__YOUR OBJECTIVE__. Quote the records beneath, complete and exact. Leave out images.

[START OF GIVEN ENTRIES]

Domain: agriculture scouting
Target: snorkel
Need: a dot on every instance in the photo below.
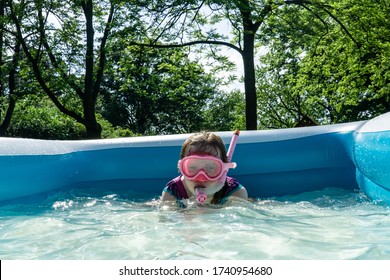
(201, 197)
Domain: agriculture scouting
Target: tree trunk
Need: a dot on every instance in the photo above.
(250, 82)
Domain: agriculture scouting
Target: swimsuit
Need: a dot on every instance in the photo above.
(176, 188)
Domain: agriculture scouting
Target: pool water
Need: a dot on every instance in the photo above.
(96, 224)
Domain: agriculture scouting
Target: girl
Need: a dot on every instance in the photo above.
(203, 165)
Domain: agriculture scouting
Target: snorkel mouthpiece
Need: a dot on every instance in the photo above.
(201, 197)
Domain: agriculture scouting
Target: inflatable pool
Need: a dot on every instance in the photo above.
(270, 162)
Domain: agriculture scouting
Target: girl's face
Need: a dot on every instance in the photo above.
(209, 187)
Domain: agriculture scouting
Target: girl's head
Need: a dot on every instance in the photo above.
(204, 143)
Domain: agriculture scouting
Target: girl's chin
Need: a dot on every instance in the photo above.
(207, 188)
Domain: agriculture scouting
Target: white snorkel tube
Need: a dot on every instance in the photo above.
(201, 197)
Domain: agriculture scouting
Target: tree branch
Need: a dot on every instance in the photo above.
(200, 42)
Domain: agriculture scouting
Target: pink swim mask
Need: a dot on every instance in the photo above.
(204, 167)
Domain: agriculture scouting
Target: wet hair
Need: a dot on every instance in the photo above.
(207, 142)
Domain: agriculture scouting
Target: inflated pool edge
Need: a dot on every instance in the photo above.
(270, 162)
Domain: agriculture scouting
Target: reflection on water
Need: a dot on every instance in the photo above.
(87, 224)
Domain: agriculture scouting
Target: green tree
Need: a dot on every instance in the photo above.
(334, 72)
(158, 92)
(187, 24)
(65, 44)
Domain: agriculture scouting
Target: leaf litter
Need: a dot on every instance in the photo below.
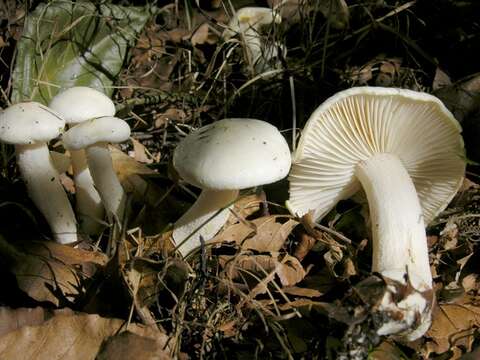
(294, 284)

[END OF GIVEN ENTRIES]

__IN RESPONSE__.
Domain: agriculture scouting
Target: snorkel
Need: a dot on every instance in the photo below.
(201, 197)
Domain: agriculture scouting
Target: tree trunk
Need: a dot on every instance in the photo above.
(250, 82)
Domain: agriculture scouting
Target: swimsuit
Need: a dot on every instance in the photo above.
(176, 188)
Domain: agriculture scouting
Target: pool water
Need: a dot on every instance in the photo above.
(96, 224)
Domain: agriculture scouting
Target: girl
Need: a dot on every instance in the photo above.
(203, 165)
Domain: agriculture scouting
Target: snorkel mouthpiece
Need: a dot on every instance in the photo above.
(201, 197)
Domain: agriculture scouting
Target: inflatable pool
Need: a dot on every instance in the photo above.
(270, 162)
Domain: agriculture scouting
Target: girl's face
Need: a dot on every instance in the photo above.
(209, 187)
Domain: agriculture scouting
Target: girl's head
Need: a dot on every instance in the photo above.
(204, 143)
Domain: agriculture scouting
Target: girl's chin
Need: a dot on every instance in the photo above.
(207, 188)
Domain: agriculture scouting
Target: white snorkel tube
Need: a dot on every instance in the photo above.
(201, 197)
Domain: agriculture scouting
Target: tree branch
Need: a dot on every instance in the photo above.
(200, 42)
Domain: agriculture scouting
Target: pink swim mask
Need: a dot on every instance in the photo above.
(204, 167)
Domain: agriculture scouting
Target: wet hair
Need: a dot on every instance in the photo above.
(207, 142)
Domain: agriculture scouting
Target: inflated pool edge
Need: a dot on every instance in the photo above.
(270, 162)
Domain: agriculture scouting
Target: reflection on water
Need: a dot on every instance in the photo above.
(87, 224)
Domain: agriculture scouting
Target: green tree
Need: a dot on every instance in the photo above.
(334, 72)
(158, 92)
(187, 24)
(65, 44)
Domain: agriculture scouting
Target: leaf litter
Need: a dot on every instance in the photo below.
(294, 284)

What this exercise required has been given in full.